#### DATA ROWS
################
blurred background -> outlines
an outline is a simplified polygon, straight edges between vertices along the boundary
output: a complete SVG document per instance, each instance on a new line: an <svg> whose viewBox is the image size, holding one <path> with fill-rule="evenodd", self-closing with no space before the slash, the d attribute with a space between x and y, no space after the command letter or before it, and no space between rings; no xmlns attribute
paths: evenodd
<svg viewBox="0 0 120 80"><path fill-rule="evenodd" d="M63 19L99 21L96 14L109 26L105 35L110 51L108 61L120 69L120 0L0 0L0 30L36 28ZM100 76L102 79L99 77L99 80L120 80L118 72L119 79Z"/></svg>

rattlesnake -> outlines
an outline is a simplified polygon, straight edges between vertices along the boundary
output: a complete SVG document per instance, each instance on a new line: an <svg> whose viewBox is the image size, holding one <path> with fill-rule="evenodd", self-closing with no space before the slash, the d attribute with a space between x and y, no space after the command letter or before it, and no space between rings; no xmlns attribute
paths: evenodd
################
#### PROBLEM STATEMENT
Reproduce all the records, substituting "corner points" for each occurrence of "vertices" and leaving every other character as it is.

#### EXERCISE RESULT
blurred background -> outlines
an outline is a simplified polygon, straight edges between corner points along the boundary
output: a complete SVG document per instance, each instance on a new line: an <svg> whose viewBox is the image size, holding one <path> with fill-rule="evenodd", self-closing with no space before the slash, the d attribute with a space between x and y, no space after the command letter or before it, and no space between rings; no xmlns attribute
paths: evenodd
<svg viewBox="0 0 120 80"><path fill-rule="evenodd" d="M63 19L99 21L96 14L109 26L105 35L110 51L108 61L120 69L120 0L0 0L0 30L36 28ZM100 76L102 79L99 77L99 80L120 80L118 72L119 79Z"/></svg>

rattlesnake -> outlines
an outline is a simplified polygon, straight edges between corner points along the boundary
output: a complete SVG document per instance, each instance on a new line: an <svg> whose viewBox is the image size, holding one <path> with fill-rule="evenodd", self-closing with no space before the slash, the d attribute with a space between x and y, no space after the command letter or before it, and no space between rings; no xmlns attribute
paths: evenodd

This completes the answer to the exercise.